* Begin Material shown *

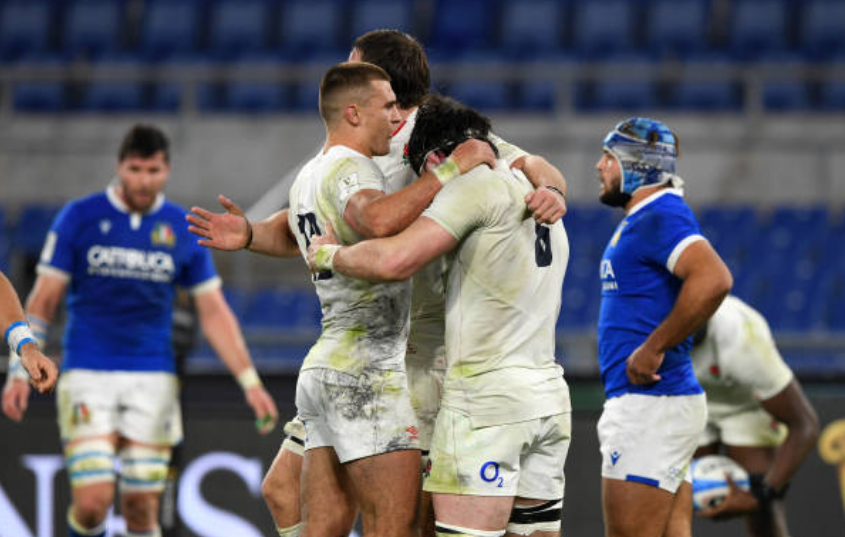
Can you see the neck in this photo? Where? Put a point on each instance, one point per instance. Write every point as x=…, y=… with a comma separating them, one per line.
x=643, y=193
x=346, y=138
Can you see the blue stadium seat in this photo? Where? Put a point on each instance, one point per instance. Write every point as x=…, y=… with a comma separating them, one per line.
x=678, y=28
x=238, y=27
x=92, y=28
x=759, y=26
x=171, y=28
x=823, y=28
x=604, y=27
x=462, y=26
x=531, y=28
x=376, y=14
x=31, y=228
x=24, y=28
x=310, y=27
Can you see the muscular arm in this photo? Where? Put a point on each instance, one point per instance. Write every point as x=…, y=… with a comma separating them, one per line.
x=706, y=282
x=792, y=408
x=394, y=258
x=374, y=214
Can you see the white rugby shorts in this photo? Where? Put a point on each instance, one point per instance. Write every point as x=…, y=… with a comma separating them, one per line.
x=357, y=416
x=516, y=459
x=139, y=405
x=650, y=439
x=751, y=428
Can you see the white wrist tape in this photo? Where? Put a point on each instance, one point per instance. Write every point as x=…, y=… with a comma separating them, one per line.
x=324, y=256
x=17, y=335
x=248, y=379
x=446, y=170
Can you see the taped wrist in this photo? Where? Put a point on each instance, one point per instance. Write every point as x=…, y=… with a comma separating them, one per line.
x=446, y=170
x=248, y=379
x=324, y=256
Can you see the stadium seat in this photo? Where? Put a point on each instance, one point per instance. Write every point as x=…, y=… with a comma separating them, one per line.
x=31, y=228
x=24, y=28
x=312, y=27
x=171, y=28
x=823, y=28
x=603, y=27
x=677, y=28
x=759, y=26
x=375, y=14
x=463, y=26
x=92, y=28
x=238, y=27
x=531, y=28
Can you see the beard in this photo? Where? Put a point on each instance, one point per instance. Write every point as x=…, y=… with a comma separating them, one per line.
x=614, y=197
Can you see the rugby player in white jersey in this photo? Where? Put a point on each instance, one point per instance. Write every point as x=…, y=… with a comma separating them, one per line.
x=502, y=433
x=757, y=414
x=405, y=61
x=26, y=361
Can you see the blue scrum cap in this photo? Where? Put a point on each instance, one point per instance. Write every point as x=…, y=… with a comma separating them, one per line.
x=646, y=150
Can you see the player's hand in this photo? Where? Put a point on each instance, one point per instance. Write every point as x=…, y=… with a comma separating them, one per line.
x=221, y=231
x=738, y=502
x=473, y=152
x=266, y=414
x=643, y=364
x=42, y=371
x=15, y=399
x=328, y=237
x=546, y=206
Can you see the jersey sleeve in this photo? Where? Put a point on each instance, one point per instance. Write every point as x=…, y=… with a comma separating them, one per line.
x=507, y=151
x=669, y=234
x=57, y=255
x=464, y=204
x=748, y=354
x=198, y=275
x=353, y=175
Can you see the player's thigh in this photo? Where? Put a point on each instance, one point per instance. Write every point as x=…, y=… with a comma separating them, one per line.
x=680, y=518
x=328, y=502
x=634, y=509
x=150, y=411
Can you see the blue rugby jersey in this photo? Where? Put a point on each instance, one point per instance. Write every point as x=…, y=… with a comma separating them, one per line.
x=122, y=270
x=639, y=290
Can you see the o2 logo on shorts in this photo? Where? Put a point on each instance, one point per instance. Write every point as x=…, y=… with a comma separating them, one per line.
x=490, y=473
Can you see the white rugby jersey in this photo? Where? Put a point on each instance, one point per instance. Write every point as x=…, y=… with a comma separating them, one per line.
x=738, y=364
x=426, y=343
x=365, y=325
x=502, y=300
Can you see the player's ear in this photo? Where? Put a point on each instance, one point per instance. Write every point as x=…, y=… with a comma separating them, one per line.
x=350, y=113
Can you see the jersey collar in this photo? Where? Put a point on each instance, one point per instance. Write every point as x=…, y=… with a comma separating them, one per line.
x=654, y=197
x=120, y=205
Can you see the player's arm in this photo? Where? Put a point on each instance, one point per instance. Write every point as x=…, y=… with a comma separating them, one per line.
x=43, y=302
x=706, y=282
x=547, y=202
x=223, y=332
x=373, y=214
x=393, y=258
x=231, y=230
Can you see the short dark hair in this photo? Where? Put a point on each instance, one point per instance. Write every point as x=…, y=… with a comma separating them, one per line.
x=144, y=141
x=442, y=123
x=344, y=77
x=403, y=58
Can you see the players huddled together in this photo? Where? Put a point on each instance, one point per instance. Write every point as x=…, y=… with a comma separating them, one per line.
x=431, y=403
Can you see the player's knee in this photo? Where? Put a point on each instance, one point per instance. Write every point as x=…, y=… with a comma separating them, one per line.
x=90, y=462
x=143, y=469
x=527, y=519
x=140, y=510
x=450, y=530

* End Material shown *
* Begin Material shown *

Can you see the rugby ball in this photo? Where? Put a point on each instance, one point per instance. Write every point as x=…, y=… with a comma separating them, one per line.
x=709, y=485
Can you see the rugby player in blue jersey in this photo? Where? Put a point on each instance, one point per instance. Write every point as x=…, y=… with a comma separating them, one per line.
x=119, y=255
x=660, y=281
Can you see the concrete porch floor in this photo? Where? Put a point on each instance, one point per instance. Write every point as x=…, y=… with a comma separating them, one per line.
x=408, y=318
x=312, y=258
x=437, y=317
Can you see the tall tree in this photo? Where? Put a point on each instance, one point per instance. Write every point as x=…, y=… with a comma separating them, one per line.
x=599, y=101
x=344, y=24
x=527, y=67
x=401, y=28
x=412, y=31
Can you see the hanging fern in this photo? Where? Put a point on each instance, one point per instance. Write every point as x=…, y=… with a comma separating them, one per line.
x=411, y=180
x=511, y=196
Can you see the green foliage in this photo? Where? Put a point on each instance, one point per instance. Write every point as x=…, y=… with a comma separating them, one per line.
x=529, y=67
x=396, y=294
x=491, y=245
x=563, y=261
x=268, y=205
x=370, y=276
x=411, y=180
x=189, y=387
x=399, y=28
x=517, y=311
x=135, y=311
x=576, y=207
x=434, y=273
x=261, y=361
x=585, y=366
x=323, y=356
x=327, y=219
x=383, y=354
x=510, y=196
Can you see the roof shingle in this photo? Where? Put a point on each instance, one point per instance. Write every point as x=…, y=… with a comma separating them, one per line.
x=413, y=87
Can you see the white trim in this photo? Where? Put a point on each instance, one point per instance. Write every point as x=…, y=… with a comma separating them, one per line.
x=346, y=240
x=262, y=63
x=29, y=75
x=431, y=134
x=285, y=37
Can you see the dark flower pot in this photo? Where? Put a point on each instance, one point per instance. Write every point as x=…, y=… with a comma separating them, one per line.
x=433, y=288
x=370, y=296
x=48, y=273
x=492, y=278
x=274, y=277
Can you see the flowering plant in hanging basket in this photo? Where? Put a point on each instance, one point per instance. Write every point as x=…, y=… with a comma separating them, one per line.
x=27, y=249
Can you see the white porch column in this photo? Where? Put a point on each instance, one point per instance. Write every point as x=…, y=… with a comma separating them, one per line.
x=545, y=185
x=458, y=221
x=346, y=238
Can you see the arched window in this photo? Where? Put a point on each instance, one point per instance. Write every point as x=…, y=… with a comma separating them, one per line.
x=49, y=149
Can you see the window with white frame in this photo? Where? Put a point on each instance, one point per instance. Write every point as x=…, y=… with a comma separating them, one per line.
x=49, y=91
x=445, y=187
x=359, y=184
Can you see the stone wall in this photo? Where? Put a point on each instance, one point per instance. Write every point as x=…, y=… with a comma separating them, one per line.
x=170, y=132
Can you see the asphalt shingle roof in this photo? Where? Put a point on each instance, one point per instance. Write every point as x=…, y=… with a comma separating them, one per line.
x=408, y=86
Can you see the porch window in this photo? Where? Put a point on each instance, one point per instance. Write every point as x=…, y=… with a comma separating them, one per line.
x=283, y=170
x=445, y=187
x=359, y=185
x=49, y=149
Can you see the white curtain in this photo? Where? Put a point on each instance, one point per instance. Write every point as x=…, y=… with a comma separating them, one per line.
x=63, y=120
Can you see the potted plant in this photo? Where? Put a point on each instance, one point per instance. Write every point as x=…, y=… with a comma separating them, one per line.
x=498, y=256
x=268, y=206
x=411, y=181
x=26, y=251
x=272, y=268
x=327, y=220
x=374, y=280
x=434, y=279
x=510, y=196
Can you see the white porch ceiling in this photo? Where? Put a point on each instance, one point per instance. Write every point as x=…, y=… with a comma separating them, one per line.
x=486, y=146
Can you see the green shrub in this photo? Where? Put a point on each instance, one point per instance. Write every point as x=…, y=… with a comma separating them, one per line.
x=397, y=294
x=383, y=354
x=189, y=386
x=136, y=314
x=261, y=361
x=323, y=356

* End Material shown *
* Begin Material shown *

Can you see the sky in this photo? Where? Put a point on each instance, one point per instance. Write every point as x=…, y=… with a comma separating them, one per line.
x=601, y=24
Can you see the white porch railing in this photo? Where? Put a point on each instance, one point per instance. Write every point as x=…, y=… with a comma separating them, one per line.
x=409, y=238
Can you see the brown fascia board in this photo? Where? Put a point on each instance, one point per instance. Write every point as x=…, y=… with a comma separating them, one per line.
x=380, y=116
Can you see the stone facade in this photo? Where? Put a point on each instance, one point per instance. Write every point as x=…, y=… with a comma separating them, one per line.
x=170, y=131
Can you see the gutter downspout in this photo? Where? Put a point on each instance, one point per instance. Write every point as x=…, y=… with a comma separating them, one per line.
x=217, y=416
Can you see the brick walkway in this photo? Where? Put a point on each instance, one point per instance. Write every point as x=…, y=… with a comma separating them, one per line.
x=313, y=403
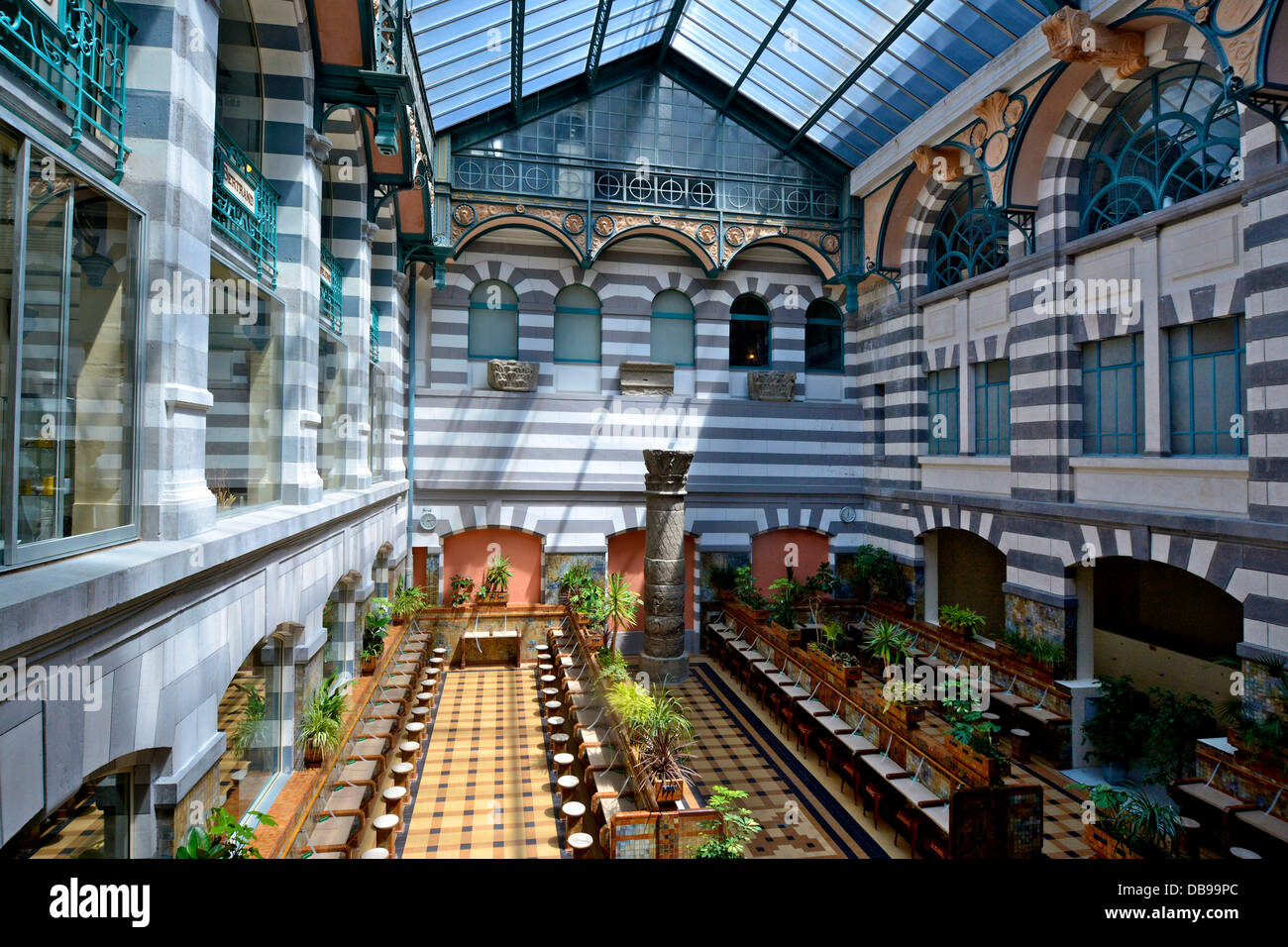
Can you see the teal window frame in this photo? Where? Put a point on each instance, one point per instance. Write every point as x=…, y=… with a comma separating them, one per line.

* End Material shown *

What you should do — Rewrite the entries from the line with "Can you see the white trim" to the line with "x=274, y=277", requests included, shifting every x and y coordinate in the answers up by 66.

Answer for the task —
Can you see the white trim in this photo? Where? Put a point on each instance, one point per instance. Write every point as x=…, y=… with a comma separating them, one per line.
x=412, y=306
x=328, y=129
x=95, y=141
x=497, y=200
x=351, y=103
Can you see the dark flower pot in this photo? Where? Put a point on each instance, one point per instance. Write every point as x=…, y=… with a comma separating them, one per line.
x=499, y=354
x=436, y=362
x=114, y=339
x=558, y=344
x=340, y=343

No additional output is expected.